Top of Supplied records

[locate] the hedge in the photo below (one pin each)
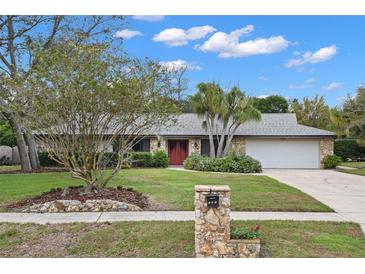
(331, 161)
(236, 164)
(348, 149)
(138, 159)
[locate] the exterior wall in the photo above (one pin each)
(238, 145)
(325, 148)
(154, 144)
(194, 146)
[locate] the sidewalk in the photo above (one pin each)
(98, 217)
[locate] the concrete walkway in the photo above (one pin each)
(343, 192)
(97, 217)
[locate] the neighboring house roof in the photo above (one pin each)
(271, 124)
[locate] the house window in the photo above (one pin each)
(142, 145)
(205, 146)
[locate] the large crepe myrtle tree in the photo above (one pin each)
(223, 113)
(84, 100)
(17, 36)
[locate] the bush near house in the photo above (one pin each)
(232, 163)
(139, 159)
(160, 159)
(348, 149)
(331, 161)
(5, 161)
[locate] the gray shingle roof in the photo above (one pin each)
(276, 124)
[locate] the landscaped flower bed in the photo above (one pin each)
(73, 199)
(245, 242)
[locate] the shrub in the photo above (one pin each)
(348, 149)
(46, 161)
(246, 233)
(331, 161)
(160, 159)
(110, 159)
(141, 159)
(5, 161)
(237, 164)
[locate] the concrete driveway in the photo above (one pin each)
(344, 193)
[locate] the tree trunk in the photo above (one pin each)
(211, 146)
(226, 147)
(22, 147)
(32, 148)
(220, 146)
(211, 141)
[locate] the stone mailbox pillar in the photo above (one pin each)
(212, 226)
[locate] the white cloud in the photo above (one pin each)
(299, 86)
(179, 64)
(332, 86)
(227, 44)
(321, 55)
(306, 84)
(174, 37)
(310, 80)
(127, 34)
(149, 18)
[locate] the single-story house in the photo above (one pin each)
(277, 141)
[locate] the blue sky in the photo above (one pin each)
(294, 56)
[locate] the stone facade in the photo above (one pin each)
(76, 206)
(194, 146)
(326, 148)
(212, 227)
(238, 145)
(154, 144)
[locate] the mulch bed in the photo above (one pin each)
(127, 195)
(41, 170)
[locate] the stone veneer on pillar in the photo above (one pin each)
(212, 227)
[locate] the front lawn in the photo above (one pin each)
(353, 164)
(359, 168)
(174, 239)
(360, 172)
(9, 168)
(175, 189)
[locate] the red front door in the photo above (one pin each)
(178, 151)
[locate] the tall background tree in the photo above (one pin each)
(17, 36)
(223, 113)
(313, 112)
(85, 100)
(272, 104)
(354, 111)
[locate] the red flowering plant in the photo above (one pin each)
(248, 233)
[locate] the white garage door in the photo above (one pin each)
(284, 153)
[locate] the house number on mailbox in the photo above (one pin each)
(212, 201)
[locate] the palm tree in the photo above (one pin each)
(236, 110)
(223, 113)
(207, 103)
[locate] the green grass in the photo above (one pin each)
(9, 168)
(175, 189)
(353, 164)
(174, 239)
(360, 172)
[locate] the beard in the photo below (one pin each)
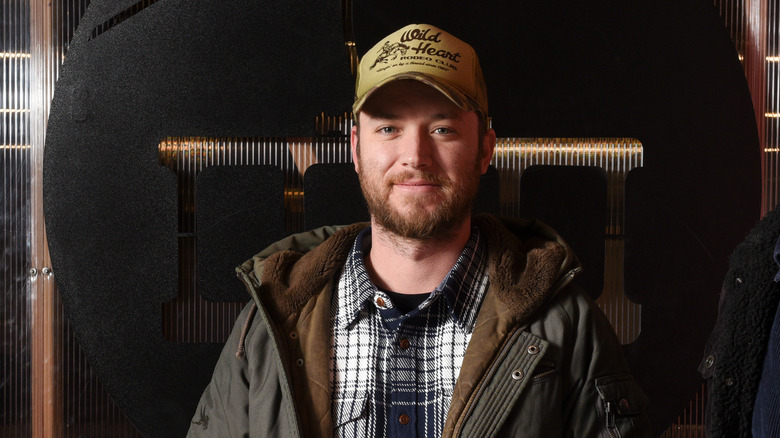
(452, 201)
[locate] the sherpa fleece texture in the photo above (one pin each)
(734, 356)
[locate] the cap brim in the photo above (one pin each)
(450, 92)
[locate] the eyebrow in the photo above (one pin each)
(437, 116)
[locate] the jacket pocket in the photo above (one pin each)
(545, 370)
(622, 405)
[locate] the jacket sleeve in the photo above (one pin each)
(605, 399)
(247, 394)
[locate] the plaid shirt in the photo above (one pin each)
(392, 374)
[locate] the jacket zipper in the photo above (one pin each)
(610, 420)
(560, 284)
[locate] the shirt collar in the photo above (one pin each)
(463, 287)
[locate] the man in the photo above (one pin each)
(428, 322)
(742, 356)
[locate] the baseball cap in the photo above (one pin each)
(427, 54)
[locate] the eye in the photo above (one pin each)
(387, 130)
(443, 130)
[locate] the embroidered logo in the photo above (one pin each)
(390, 52)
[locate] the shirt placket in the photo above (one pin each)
(402, 407)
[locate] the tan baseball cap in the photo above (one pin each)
(427, 54)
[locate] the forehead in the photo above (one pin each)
(410, 98)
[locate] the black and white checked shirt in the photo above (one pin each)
(392, 375)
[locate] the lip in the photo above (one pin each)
(416, 183)
(416, 186)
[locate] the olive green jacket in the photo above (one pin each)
(543, 361)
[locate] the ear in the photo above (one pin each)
(353, 139)
(488, 147)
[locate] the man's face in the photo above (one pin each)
(419, 159)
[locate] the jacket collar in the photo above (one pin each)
(526, 259)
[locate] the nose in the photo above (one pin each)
(417, 150)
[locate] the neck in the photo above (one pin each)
(410, 266)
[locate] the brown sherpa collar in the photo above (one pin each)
(526, 260)
(290, 278)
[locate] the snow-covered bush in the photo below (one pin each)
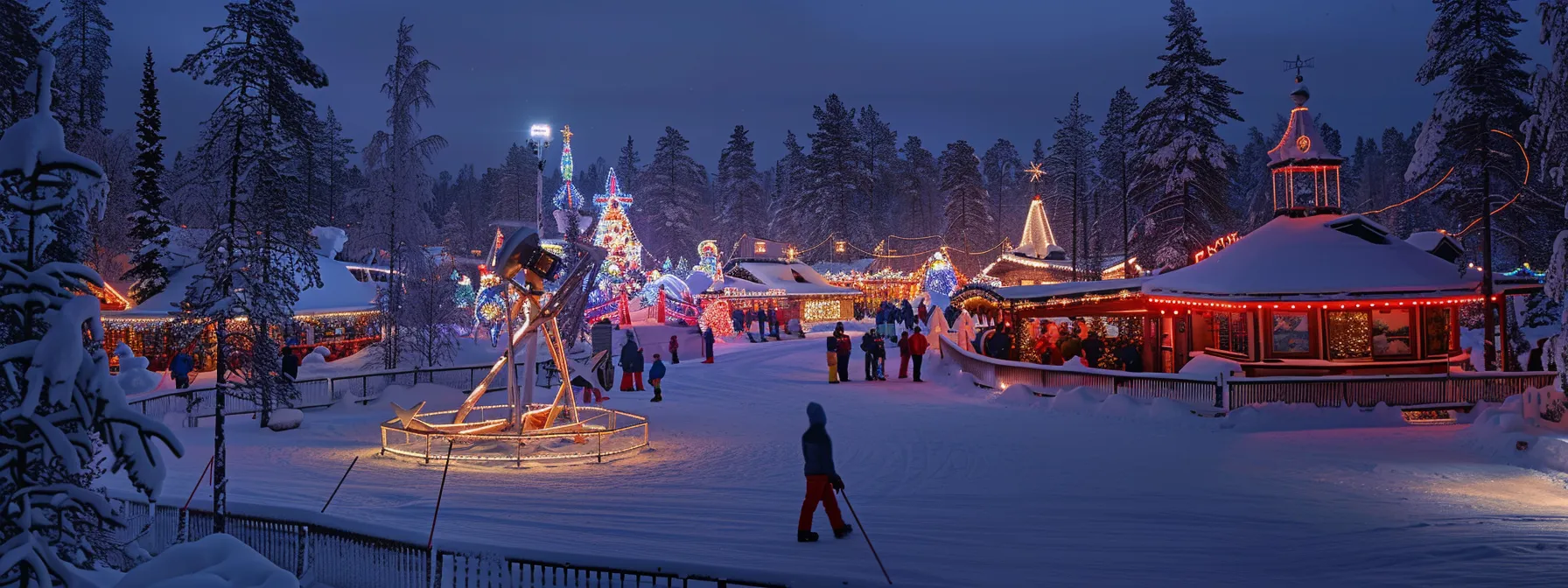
(134, 375)
(59, 407)
(215, 560)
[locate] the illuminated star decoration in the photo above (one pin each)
(1033, 172)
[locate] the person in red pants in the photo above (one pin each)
(821, 477)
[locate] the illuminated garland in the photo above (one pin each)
(717, 317)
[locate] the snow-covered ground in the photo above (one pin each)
(957, 486)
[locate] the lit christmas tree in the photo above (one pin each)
(615, 235)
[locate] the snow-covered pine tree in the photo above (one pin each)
(1073, 154)
(259, 256)
(82, 47)
(19, 27)
(1546, 132)
(1186, 158)
(626, 168)
(920, 180)
(831, 203)
(791, 180)
(1118, 144)
(968, 211)
(334, 150)
(1001, 168)
(1251, 186)
(880, 146)
(397, 162)
(148, 271)
(60, 411)
(673, 187)
(1471, 46)
(746, 211)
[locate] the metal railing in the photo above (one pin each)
(318, 550)
(1455, 388)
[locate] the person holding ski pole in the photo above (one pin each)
(821, 477)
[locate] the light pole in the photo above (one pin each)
(538, 140)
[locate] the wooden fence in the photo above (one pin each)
(1235, 392)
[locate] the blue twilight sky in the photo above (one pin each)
(942, 69)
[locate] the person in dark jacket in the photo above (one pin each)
(631, 364)
(869, 346)
(1093, 348)
(180, 369)
(816, 447)
(655, 374)
(1130, 356)
(290, 366)
(833, 358)
(844, 352)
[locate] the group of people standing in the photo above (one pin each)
(764, 318)
(874, 346)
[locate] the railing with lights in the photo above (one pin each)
(326, 550)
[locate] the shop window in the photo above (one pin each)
(1438, 332)
(1229, 332)
(1289, 334)
(1349, 334)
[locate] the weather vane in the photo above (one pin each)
(1033, 172)
(1298, 65)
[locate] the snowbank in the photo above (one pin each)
(134, 376)
(212, 562)
(1298, 417)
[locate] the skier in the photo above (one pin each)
(655, 374)
(918, 346)
(631, 364)
(904, 354)
(844, 352)
(833, 358)
(822, 480)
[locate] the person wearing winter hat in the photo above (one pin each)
(822, 480)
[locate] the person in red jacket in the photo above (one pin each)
(918, 346)
(904, 354)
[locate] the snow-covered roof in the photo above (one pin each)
(339, 292)
(760, 276)
(1041, 292)
(1322, 256)
(1300, 143)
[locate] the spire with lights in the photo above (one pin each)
(1039, 241)
(568, 198)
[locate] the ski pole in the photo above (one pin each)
(864, 535)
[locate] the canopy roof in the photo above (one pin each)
(1316, 257)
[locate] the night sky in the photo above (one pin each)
(942, 69)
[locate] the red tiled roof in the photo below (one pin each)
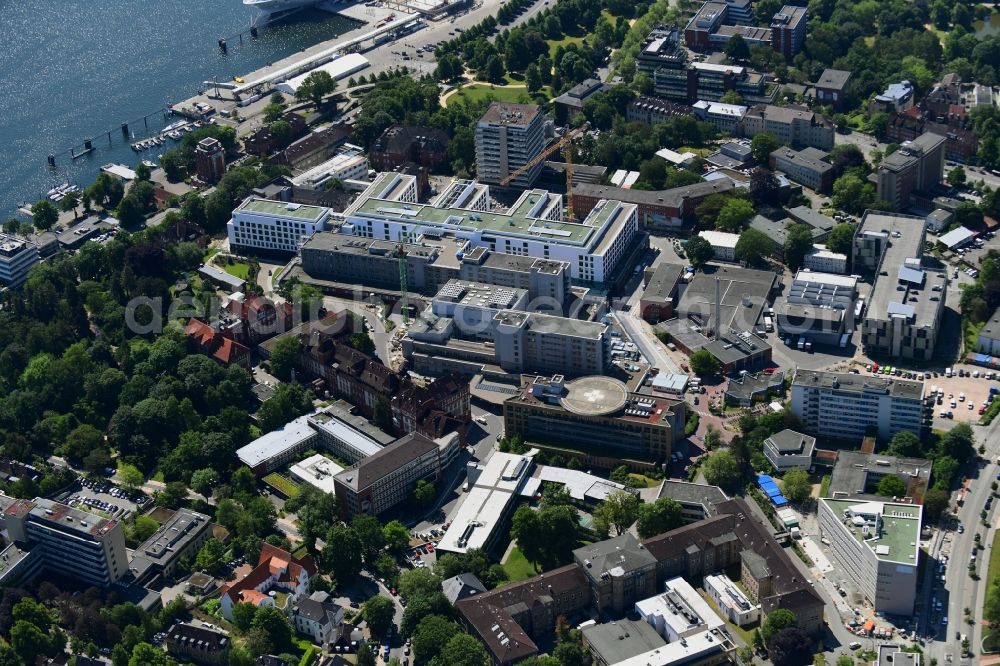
(230, 351)
(272, 561)
(201, 332)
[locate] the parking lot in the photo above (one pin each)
(423, 547)
(106, 498)
(975, 391)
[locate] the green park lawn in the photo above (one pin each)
(481, 91)
(282, 484)
(239, 269)
(564, 42)
(518, 567)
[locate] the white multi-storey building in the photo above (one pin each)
(509, 136)
(734, 604)
(533, 226)
(262, 225)
(17, 256)
(877, 545)
(822, 260)
(848, 406)
(789, 450)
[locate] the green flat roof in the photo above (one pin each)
(514, 224)
(281, 209)
(900, 529)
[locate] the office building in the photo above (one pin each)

Bottom of Supplied records

This task calls for the records to be copied exactly, without pictures.

[locate] the hedge in the photo below (one pin each)
(331, 161)
(236, 164)
(348, 149)
(138, 159)
[locate] the exterior wall in the photo above (one pin each)
(238, 145)
(325, 148)
(154, 144)
(194, 146)
[locate] the sidewalk in the photo above (one pin each)
(98, 217)
[locate] the concrete walkway in the photo above (one pin each)
(343, 192)
(97, 217)
[locate] the neighboring house roof in the photo above (one pin each)
(271, 124)
[locate] the house window in the photo above (one pin each)
(142, 145)
(205, 146)
[locate] the large crepe myrtle tree in the photo above (one pin each)
(223, 113)
(84, 100)
(17, 36)
[locate] the bush near house in the photo above (one pin each)
(232, 163)
(139, 159)
(160, 159)
(348, 149)
(331, 161)
(5, 161)
[locate] the gray shingle roof in the photo above (one pin each)
(276, 124)
[locate] the landscaped flower bed in the photo above (one pin each)
(73, 199)
(245, 242)
[locate] the shrub in the photo above (one pin each)
(348, 149)
(46, 161)
(246, 233)
(331, 161)
(160, 159)
(110, 159)
(141, 159)
(5, 161)
(237, 164)
[locate] the concrete driveway in the photo above (one pin each)
(344, 193)
[locate] the tree trunk in the photo above (one pin each)
(211, 146)
(226, 147)
(22, 147)
(32, 148)
(220, 146)
(211, 141)
[locate] the stone mailbox pillar in the photo above (one pin each)
(212, 226)
[locate] the white cloud in the photo above (one pin each)
(299, 86)
(179, 64)
(332, 86)
(227, 44)
(321, 55)
(306, 84)
(174, 37)
(310, 80)
(127, 34)
(149, 18)
[locate] the single-story house in the photo above (one pin each)
(277, 141)
[locate] the blue sky in the photo above (one pin each)
(294, 56)
[locate] the stone facade in the photo above (one pin each)
(76, 206)
(194, 146)
(326, 148)
(212, 227)
(238, 145)
(154, 144)
[locate] the mulch bed in the photo above (one pin each)
(127, 195)
(41, 170)
[locate] the stone veneer on pillar in the photo above (one pin each)
(212, 227)
[locate] the front lawn in the photo above (one pin each)
(353, 164)
(359, 168)
(174, 239)
(360, 172)
(9, 168)
(175, 189)
[locate] the red front door in the photo above (one pin each)
(178, 151)
[locate] the tall background tree in the photo above (one pin each)
(17, 36)
(223, 113)
(313, 112)
(85, 100)
(272, 104)
(354, 111)
[locate] the red flowering plant in the photo above (one pin each)
(248, 233)
[locate] the white garage door in the photo above (one pin each)
(284, 153)
[locate] the house number on mailbox in the photo above (one pin each)
(212, 201)
[locate] the palm tree in the photo above (one pin each)
(236, 110)
(223, 113)
(207, 103)
[locate] the green grass in the photo above (one pin each)
(9, 168)
(175, 189)
(353, 164)
(174, 239)
(360, 172)
[locate] the beard in the photo below (one pin each)
(452, 201)
[locate] the sherpa fleece texture in the photo above (one pin each)
(734, 356)
[locate] the cap brim in the photo above (one pin each)
(450, 92)
[locate] the eyebrow in the photo above (one pin each)
(437, 116)
[locate] the jacket pocket in the photo above (one pin each)
(545, 370)
(622, 405)
[locate] the jacket sleeve in the photo above (one pin each)
(605, 399)
(247, 394)
[locate] the plaid shirt in the photo above (one pin each)
(392, 374)
[locate] the jacket zipper in the photo above (one pin each)
(610, 420)
(560, 284)
[locate] the shirt collar in the photo above (one pin each)
(463, 287)
[locate] the man in the photo above (one pin each)
(428, 322)
(742, 356)
[locate] the baseball cap in the photo above (one pin each)
(427, 54)
[locate] the eye in the photo above (one pin each)
(387, 130)
(443, 130)
[locate] the embroidered logo in the photo above (one pin each)
(390, 52)
[locate] the shirt placket in the photo above (one pin each)
(402, 407)
[locate] the tan baseball cap in the photo above (one pin each)
(427, 54)
[locate] the forehead in the photo above (one pin each)
(410, 98)
[locate] the black and white checked shirt in the photo above (one pin each)
(392, 375)
[locate] the lip in the photo above (one pin each)
(416, 183)
(416, 186)
[locate] the olive green jacket in the photo above (one pin each)
(543, 361)
[locate] the ear in the photo above (one pin each)
(353, 139)
(488, 147)
[locate] the man's face in the photo above (one pin each)
(419, 159)
[locate] the jacket collar in the photo above (one pin each)
(526, 259)
[locate] the nose in the photo above (one pin each)
(417, 150)
[locate] the neck in the photo above (one pin each)
(410, 266)
[locate] the brown sherpa collar in the photo above (one pin each)
(526, 260)
(290, 278)
[locate] the snow-covered bush in the photo below (one pin each)
(134, 375)
(59, 407)
(215, 560)
[locate] the illuminated star decoration in the photo above (one pin each)
(1033, 172)
[locate] the person in red pants in the photo above (one pin each)
(821, 477)
[locate] the illuminated garland in the photo above (one pin each)
(717, 317)
[locate] the snow-covered ground in the photo above (one pin each)
(957, 486)
[locate] the lit christmas tree in the photo above (one pin each)
(615, 235)
[locate] the snow-covered pine tree in the photo above (one pin each)
(1073, 154)
(259, 256)
(82, 47)
(19, 27)
(1546, 132)
(1186, 158)
(626, 168)
(920, 180)
(831, 203)
(791, 180)
(1118, 144)
(968, 211)
(334, 150)
(1001, 168)
(1251, 186)
(880, 146)
(397, 162)
(148, 271)
(60, 411)
(673, 187)
(1471, 46)
(746, 211)
[locate] the metal railing in the photo above (one pin each)
(318, 550)
(1455, 388)
[locate] the person holding ski pole in the photo above (one pin each)
(821, 477)
[locate] the light pole in the photo above (one pin each)
(538, 140)
[locate] the wooden fence in the photo above (one pin each)
(1235, 392)
[locate] the blue twilight sky in the photo above (one pin each)
(942, 69)
[locate] the person in dark jacket in the photo above (one pin each)
(631, 364)
(869, 346)
(1093, 348)
(180, 369)
(816, 447)
(655, 374)
(1130, 356)
(290, 366)
(833, 358)
(844, 352)
[locate] the group of people standing in the photo above (one pin each)
(764, 318)
(874, 346)
[locate] the railing with lights in the photo above (one pin each)
(326, 550)
[locate] the shop window in the photo above (one pin each)
(1438, 332)
(1229, 332)
(1289, 334)
(1349, 334)
[locate] the weather vane in the photo above (one pin each)
(1033, 172)
(1298, 65)
[locate] the snowbank in the photo above (one pin each)
(134, 376)
(212, 562)
(1298, 417)
[locate] the skier in the photo above (one pin each)
(655, 374)
(918, 346)
(631, 364)
(904, 354)
(844, 352)
(833, 358)
(822, 480)
[locate] the person wearing winter hat in the photo above (one pin each)
(822, 480)
[locate] the person in red jacket in the photo above (one pin each)
(918, 346)
(904, 354)
[locate] the snow-covered roof in the photo above (one pin each)
(339, 292)
(760, 276)
(1041, 292)
(1322, 256)
(1300, 143)
[locate] the spire with lights in the photo above (one pin each)
(1039, 241)
(568, 198)
[locate] the ski pole in the photo above (one pin each)
(864, 535)
[locate] the canopy roof in the photo above (one pin each)
(1316, 257)
[locate] the night sky in the photo above (one pin each)
(942, 69)
[locate] the red tiled roof in the photo below (one pin each)
(230, 351)
(272, 561)
(201, 332)
[locate] the parking lot in the photo above (one pin each)
(423, 547)
(106, 498)
(975, 391)
[locate] the green park lawn in the photo above (one pin each)
(481, 91)
(282, 484)
(239, 269)
(564, 42)
(518, 567)
[locate] the white multi-storey building in the photo above (one pin each)
(509, 136)
(734, 604)
(533, 226)
(262, 225)
(17, 256)
(877, 545)
(822, 260)
(848, 406)
(789, 450)
[locate] the green flat roof in the photo above (one pin each)
(514, 224)
(281, 209)
(900, 529)
[locate] the office building in the photo above (one pin each)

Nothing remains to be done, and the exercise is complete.